◆ TASK INSTRUCTIONS: List every line of the material below that contains the string "thin".
+++ SUPPLIED DATA +++
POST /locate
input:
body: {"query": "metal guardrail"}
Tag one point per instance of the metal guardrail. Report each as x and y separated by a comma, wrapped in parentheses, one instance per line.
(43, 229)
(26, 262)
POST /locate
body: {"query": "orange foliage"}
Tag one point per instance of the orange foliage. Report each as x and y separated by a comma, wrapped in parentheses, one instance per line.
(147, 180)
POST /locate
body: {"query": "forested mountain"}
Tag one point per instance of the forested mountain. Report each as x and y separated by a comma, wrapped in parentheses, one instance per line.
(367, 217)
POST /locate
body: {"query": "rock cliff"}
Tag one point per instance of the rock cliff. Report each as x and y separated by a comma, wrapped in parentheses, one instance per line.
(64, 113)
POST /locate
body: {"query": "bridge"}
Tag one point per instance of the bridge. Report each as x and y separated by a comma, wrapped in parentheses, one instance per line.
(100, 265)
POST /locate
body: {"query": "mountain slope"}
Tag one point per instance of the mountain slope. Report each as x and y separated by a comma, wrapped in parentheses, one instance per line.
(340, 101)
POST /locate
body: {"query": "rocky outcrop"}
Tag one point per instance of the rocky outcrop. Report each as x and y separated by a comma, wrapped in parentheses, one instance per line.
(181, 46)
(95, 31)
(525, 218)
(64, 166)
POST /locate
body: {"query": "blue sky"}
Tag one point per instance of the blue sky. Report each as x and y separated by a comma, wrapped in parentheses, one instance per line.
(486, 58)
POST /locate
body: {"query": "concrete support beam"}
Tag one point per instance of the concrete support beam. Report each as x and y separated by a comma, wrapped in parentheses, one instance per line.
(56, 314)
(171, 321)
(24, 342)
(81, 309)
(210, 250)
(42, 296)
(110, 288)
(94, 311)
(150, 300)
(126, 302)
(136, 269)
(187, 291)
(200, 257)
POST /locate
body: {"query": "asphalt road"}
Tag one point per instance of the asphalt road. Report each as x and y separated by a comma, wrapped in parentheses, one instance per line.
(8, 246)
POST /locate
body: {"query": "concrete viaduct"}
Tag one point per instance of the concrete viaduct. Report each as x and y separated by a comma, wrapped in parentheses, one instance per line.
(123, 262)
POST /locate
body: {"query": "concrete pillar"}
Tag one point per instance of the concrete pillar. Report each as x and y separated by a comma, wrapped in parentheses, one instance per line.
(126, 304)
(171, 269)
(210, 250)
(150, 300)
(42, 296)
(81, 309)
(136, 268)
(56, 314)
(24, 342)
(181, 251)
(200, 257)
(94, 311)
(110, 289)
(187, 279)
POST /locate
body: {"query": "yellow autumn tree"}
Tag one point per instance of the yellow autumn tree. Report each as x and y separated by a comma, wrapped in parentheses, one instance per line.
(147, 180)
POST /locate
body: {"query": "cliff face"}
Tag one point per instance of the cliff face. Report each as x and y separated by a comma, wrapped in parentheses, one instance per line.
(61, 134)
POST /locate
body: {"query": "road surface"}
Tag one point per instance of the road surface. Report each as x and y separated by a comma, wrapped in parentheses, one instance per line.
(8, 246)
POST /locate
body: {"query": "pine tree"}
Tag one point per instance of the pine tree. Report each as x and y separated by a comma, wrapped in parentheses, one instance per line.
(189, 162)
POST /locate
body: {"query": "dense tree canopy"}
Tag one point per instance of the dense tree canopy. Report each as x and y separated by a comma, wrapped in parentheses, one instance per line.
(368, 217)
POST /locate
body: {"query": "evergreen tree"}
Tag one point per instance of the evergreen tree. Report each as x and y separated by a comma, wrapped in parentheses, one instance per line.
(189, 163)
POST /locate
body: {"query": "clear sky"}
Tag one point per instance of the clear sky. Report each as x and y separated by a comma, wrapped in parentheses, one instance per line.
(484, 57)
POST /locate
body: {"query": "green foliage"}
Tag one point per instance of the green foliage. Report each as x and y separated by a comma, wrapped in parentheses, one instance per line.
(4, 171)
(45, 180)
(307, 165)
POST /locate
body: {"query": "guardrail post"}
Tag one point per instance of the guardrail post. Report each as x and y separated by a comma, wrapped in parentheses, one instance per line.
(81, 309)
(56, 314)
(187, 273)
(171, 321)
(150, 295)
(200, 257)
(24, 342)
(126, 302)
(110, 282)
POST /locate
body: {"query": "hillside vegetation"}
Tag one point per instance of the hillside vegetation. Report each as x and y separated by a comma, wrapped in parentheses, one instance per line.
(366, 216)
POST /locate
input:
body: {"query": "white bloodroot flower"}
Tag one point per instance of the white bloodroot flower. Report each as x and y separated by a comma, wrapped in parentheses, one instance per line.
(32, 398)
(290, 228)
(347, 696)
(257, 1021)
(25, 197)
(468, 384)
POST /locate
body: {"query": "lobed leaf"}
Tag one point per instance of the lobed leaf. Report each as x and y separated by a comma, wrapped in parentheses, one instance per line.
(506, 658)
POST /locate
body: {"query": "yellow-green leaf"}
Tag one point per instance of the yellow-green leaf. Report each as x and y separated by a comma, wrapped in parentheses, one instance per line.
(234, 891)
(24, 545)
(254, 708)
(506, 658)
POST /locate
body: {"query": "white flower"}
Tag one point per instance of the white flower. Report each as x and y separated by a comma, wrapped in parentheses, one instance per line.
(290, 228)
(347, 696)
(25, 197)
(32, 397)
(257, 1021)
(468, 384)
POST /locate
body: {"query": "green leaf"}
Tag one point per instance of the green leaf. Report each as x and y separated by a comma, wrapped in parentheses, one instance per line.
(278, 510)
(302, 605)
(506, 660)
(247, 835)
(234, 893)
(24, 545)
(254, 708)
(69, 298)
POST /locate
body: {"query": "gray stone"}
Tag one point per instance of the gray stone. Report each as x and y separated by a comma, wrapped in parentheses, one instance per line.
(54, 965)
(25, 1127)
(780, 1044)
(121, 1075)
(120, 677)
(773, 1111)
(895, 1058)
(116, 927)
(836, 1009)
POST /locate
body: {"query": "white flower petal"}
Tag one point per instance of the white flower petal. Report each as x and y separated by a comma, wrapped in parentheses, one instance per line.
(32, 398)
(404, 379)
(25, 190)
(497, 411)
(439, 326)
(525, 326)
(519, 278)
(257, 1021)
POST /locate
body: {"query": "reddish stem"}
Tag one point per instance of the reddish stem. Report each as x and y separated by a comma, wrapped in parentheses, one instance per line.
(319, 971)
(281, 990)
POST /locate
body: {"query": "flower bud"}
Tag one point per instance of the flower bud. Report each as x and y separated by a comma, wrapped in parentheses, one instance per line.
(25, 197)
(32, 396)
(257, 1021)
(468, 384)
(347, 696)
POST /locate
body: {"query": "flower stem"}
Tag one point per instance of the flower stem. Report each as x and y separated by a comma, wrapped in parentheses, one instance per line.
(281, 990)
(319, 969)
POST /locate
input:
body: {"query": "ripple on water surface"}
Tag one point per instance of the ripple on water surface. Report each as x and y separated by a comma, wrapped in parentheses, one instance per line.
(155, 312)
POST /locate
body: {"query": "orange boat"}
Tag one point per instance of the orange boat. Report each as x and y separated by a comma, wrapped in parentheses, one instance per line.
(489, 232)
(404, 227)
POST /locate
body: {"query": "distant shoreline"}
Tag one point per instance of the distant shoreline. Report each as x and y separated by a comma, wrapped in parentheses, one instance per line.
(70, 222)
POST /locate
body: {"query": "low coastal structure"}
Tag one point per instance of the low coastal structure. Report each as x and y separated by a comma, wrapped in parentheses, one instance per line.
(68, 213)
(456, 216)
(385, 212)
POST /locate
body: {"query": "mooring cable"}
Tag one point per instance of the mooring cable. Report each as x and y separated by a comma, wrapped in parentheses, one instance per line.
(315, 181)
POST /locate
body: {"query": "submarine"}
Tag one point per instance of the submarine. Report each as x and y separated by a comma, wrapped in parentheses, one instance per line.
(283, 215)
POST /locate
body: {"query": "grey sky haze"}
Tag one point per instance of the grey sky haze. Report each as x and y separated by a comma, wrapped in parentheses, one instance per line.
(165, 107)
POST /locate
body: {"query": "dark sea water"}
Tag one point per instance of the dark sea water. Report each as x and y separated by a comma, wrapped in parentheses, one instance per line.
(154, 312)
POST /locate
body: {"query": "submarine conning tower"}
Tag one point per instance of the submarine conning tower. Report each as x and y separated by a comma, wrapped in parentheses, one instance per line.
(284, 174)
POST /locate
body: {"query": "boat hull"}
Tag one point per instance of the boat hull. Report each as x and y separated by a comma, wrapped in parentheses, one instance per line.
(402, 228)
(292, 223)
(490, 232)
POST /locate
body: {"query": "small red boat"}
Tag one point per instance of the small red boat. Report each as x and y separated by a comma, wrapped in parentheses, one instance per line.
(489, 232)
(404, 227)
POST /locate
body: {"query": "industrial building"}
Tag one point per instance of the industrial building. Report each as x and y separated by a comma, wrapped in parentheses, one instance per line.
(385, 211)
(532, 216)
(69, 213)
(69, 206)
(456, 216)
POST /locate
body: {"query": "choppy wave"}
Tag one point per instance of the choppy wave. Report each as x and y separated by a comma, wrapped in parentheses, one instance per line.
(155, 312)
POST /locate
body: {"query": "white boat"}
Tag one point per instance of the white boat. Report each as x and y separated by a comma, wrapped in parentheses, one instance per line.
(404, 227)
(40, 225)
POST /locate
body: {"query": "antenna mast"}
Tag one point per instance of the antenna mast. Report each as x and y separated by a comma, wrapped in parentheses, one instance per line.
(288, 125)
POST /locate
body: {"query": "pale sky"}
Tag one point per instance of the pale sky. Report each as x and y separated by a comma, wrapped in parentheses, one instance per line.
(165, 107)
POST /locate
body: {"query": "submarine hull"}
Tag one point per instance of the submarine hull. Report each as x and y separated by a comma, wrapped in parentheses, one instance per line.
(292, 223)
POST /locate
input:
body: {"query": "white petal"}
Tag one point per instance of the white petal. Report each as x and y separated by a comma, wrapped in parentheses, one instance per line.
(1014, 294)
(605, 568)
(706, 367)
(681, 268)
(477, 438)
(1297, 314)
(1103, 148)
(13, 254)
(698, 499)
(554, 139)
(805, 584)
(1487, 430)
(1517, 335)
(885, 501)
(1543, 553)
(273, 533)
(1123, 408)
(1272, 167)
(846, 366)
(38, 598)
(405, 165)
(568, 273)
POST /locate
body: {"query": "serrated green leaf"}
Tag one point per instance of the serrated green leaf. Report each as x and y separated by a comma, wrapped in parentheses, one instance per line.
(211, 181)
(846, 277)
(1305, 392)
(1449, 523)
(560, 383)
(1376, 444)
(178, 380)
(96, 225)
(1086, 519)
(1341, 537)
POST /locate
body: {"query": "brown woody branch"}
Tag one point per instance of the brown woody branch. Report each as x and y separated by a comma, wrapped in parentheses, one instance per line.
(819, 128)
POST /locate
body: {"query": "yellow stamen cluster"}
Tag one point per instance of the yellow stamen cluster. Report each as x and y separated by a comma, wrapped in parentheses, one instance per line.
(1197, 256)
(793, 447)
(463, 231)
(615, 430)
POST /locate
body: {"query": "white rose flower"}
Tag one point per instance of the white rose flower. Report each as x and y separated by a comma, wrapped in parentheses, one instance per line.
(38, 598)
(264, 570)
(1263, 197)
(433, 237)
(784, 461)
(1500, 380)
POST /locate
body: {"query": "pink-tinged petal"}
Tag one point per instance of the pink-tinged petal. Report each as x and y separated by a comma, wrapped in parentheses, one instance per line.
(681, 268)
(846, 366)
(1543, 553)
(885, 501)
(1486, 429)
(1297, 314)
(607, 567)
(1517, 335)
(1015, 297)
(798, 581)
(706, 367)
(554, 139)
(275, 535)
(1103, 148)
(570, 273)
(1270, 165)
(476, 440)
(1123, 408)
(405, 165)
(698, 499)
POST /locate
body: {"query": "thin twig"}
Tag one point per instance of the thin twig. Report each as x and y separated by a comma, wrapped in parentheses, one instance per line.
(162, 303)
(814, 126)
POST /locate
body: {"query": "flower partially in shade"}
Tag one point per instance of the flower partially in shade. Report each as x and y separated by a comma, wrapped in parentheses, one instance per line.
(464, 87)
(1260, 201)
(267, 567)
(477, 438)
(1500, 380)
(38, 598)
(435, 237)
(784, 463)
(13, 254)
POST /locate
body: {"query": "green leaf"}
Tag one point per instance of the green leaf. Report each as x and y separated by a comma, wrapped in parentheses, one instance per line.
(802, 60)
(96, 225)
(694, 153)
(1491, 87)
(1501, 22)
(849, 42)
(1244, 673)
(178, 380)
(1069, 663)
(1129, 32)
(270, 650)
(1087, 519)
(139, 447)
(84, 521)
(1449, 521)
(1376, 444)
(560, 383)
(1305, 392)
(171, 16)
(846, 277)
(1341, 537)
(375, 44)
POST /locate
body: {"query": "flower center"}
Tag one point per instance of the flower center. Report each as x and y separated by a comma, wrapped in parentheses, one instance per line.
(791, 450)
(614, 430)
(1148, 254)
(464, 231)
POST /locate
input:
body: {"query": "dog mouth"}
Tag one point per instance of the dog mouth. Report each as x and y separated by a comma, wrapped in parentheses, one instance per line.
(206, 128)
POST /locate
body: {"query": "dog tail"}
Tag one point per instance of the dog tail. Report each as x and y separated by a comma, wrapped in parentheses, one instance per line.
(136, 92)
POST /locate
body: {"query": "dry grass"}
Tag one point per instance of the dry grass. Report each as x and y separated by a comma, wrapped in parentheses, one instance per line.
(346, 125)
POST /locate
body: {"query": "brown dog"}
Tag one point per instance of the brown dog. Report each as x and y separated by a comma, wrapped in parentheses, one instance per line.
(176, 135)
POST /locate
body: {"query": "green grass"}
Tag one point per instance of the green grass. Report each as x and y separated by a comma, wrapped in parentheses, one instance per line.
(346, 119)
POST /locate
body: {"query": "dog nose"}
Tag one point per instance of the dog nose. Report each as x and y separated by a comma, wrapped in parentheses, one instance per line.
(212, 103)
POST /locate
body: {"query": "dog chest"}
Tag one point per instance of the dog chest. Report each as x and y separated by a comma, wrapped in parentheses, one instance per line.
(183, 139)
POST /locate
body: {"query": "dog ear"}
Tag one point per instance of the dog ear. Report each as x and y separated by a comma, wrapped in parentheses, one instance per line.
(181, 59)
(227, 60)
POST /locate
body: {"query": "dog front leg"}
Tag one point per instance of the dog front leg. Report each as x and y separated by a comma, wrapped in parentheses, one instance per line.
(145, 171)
+++
◆ SOLUTION FOR THIS TASK:
body: {"query": "thin twig"}
Tag one point per instance of the thin twig. Report each as x and y separated by a comma, wrapped in parentheses, one instance per line.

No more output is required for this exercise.